CloudCannon / pagefind

Static low-bandwidth search at scale
https://pagefind.app
MIT License
3.48k stars 113 forks source link

Avoid date for cache busting metadata? #180

Open mstewartgallus opened 1 year ago

mstewartgallus commented 1 year ago

On the dedicated search page for my website I would like to preload the JSON entry metadata with an element like

<link type="preload" href="/assets/pagefind/pagefind-entry.json" as="fetch">

There are crossorigin issues I haven't debugged yet.

However, the current code in pagefind use the current time for cache busting the entry metadata.

https://github.com/CloudCannon/pagefind/blob/main/pagefind/src/output/stubs/search.js#L100

You can probably use a hash of the entry metadata or a version number but these would complicate the build a little. You could also inline the entry JSON but again that would be annoying. IIRC it's preferable to put cache busting in the filename and not query string if possible.

Anyhow the project is pretty cozy and works great. 😌

bglw commented 1 year ago

Yeah this date cache bust is a little quirky — but I haven't thought of a better method yet. The entire goal is for Pagefind to be entirely cache-resistant between builds, which is tricky when the hashes of all the indexes change.

# # # #

▶ _Required work_:
1/ Reproduce the Pagefind issue thread word for word, starting at "Avoid date for" and ending at "haven't debugged yet.".
2/ Write the next part of the Pagefind issue thread, picking up after its last sentence.

▶ _Given material_:
# # # #

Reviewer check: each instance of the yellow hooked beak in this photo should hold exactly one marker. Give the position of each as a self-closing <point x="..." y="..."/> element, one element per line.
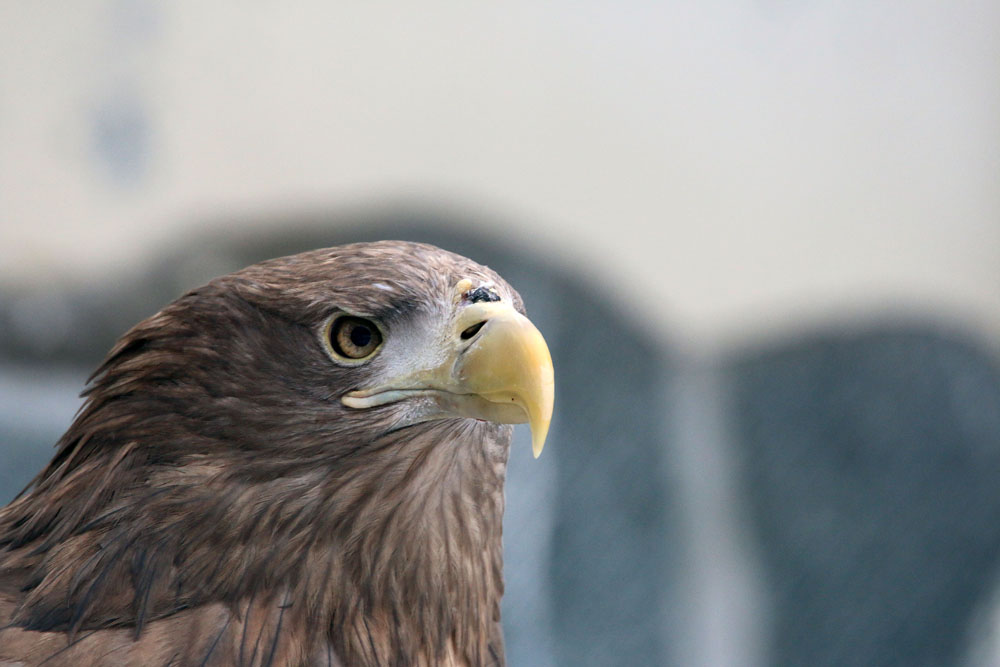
<point x="496" y="367"/>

# # # #

▶ _Outputs in order_:
1/
Avoid date for cache busting metadata? #180

Open mstewartgallus opened 1 year ago

mstewartgallus commented 1 year ago

On the dedicated search page for my website I would like to preload the JSON entry metadata with an element like

<link type="preload" href="/assets/pagefind/pagefind-entry.json" as="fetch">

There are crossorigin issues I haven't debugged yet.

2/
The reason this file can't have a cache-busted filename is that requesting it is inlined in the pagefind.js file, which itself might be cached (and currently doesn't change between runs, so can safely be cached). Changing this would require that pagefind.js itself was requested with a hashed filename, which would need to be implemented by the developer integrating Pagefind into a site (or Pagefind would need to start modifying the page to add this hash, which I have avoided so far for performance reasons)

Essentially, to ensure that Pagefind never requests an index chunk that no longer exists, some early point in the chain has to subvert the cache, and the pagefind-entry.json file currently does that job since it's teeny tiny 😅

I'm extremely open to ideas here though, so if you have any creative tricks to make everything cache resistant without the query string I'm all ears 🙂

mstewartgallus commented 1 year ago

That is a harder issue to figure out than I thought initially. I would suggest that this kind of config loading might be better handled by Pagefind UI and the Pagefind JS wrapper is a little finickier. But yeah it wouldn't be an easy change to refactor or anything.

mstewartgallus commented 1 year ago

It occurs to me this sort of thing might be a nice use for import maps and JSON imports although these would require a polyfill.

  1. Polyfill import maps and JSON modules.
  2. JSON import entry metadata.
  3. Dynamically map entry to entry + cache busting date parameter.
  4. Rework build system to map entry to entry + hash.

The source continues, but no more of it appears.